▶ _Exercise directions_
Continue the passage below about the new issue of South Carolina Super Lawyers, starting right after its last sentence.

In the new issue of South Carolina Super Lawyers

In the new issue of South Carolina Super Lawyers, we profile Dawes Cooke of Barnwell Whaley Patterson & Helms, who represented The Citadel when Shannon Faulkner sought to become the first woman to enroll at the military college. Here’s a sample:

“One of the keys to being a successful lawyer, Cooke says, “is to be lucky enough to get a chance to perform on a large stage. Once you’ve done that, you can get a reputation for handling big cases, and other big cases will come your way. Ironically, it’s better for your career to lose a big case than to win small ones.”

That’s not to say he hasn’t won some big ones. In one of Cooke’s most satisfying cases, he represented a nurse accused of malpractice. The nurse had erred in administering an IV, resulting in a patient’s death. Distraught, she blamed herself for the death and left the profession, but Cooke demonstrated that, based on her training, she was not negligent. “To have a jury tell her that it was not her fault finally brought her some relief,” Cooke says.

SCSL11_SM_Cover.jpgEditor Nyssa Gesch also conducts a Q&A with Lewis Smoak, a founding partner at Greenville’s Ogletree, Deakins, Nash, Smoak & Stewart, who credits relationships and early education for his success in employment law. A sample:

What has helped you succeed in your career?
I attended the public school system down in Walterboro, S.C., and had some world-class teachers there. Then I went to Furman and had some great professors there. So I attribute a lot of [my success] to both my early education and my education at Furman. Then I went to USC law school and have a number of good friends-many of whom have sent us substantial clients down through the years.

▶ _Information supplied_
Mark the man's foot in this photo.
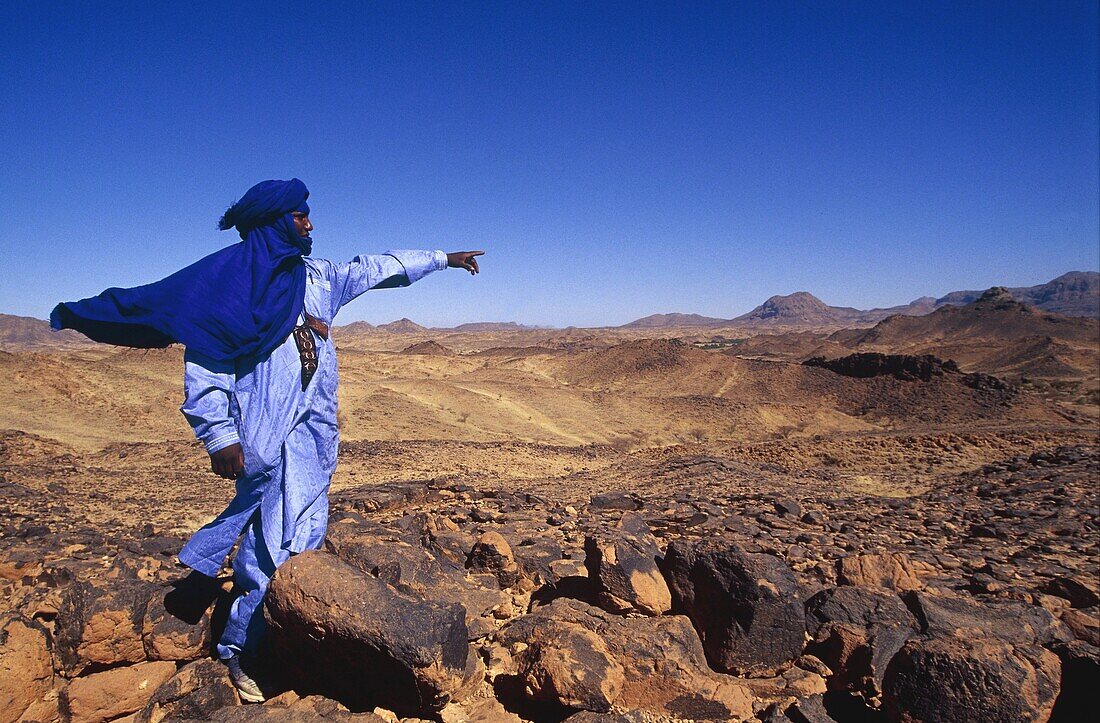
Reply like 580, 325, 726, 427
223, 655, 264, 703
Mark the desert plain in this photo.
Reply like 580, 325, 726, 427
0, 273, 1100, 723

---

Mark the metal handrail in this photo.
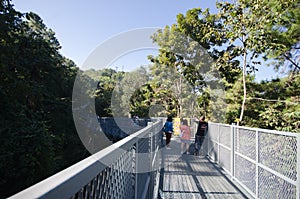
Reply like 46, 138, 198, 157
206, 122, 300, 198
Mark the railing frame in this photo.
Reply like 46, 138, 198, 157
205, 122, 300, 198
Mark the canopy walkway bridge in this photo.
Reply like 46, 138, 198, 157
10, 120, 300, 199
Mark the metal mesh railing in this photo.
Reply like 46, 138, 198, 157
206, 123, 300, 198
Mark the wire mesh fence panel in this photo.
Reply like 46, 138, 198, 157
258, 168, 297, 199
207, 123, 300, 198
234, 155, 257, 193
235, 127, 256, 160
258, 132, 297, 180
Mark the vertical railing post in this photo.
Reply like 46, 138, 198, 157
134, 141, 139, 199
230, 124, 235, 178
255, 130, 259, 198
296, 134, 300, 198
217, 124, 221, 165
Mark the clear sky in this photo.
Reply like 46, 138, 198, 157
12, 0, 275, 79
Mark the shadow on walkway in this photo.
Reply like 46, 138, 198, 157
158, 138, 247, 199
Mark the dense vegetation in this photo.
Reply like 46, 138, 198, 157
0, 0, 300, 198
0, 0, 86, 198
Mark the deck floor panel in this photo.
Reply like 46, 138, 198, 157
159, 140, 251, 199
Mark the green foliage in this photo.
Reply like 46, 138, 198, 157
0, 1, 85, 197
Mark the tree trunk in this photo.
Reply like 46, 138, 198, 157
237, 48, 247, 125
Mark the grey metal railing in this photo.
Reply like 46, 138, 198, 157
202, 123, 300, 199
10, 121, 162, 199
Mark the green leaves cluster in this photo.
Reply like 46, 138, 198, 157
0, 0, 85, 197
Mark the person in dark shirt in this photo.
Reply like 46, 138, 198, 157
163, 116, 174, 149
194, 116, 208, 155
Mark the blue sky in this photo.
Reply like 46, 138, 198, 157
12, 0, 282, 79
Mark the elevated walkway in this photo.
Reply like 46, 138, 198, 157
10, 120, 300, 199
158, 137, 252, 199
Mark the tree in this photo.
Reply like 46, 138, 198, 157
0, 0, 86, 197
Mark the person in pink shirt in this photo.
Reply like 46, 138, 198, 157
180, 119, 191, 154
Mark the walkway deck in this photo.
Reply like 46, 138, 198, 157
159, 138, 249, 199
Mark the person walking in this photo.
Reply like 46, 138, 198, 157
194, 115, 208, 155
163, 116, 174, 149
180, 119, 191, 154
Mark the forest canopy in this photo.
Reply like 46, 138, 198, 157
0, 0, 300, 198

---

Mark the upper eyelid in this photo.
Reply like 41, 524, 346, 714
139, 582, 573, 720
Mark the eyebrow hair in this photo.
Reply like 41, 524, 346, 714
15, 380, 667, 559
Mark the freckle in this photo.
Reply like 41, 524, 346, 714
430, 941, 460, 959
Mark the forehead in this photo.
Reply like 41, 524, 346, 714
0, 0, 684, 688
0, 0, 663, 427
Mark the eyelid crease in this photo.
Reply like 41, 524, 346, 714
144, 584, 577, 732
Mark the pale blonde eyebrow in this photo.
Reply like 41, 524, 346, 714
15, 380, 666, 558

▶ _Exercise answer_
Our success was based a lot on that. We received business from existing clients, and then as our business and their business grew, and they moved up the ladder in their corporate jobs within their businesses, they were able to take us to additional facilities and additional locations around the country that they then had responsibility for. They asked us to help them handle legal matters for those new and additional locations. So our business has grown in that manner. For example, we might handle [a matter] for them, say, in Woodruff, S.C., and then that HR manager might end up being in charge of 10 plants across the country and he would ask us to help him at those other nine locations as well. We’ve been fortunate in that as our friends have progressed up the business ladder, they have not forgotten us.

We now have 40 offices around the country and about 550 lawyers.

Finally, Pamela E. Deal (of Deal & Deal), Benton D. Williamson (of Haynsworth Sinkler Boyd) and Jane H. Downey (of Moore, Taylor & Thomas) share the best advice they’ve received.